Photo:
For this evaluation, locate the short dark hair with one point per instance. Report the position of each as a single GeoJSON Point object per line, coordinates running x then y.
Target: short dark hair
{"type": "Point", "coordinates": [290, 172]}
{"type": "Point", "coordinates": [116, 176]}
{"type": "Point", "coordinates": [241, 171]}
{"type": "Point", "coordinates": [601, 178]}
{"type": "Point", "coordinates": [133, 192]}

• TASK OBJECTIVE: Please write out every line of the rows above again, requests included, and scale each point coordinate in the answers by 1.9, rounding to the nearest whole number with halves going up. Leave the numbers in the requests and their format samples as they are.

• SOLUTION:
Photo:
For this evaluation, locate the short dark hair with one point per instance. Report the position of each as a single GeoJSON Point object per line, coordinates running x then y.
Target: short dark hair
{"type": "Point", "coordinates": [551, 327]}
{"type": "Point", "coordinates": [220, 334]}
{"type": "Point", "coordinates": [458, 325]}
{"type": "Point", "coordinates": [1142, 338]}
{"type": "Point", "coordinates": [253, 365]}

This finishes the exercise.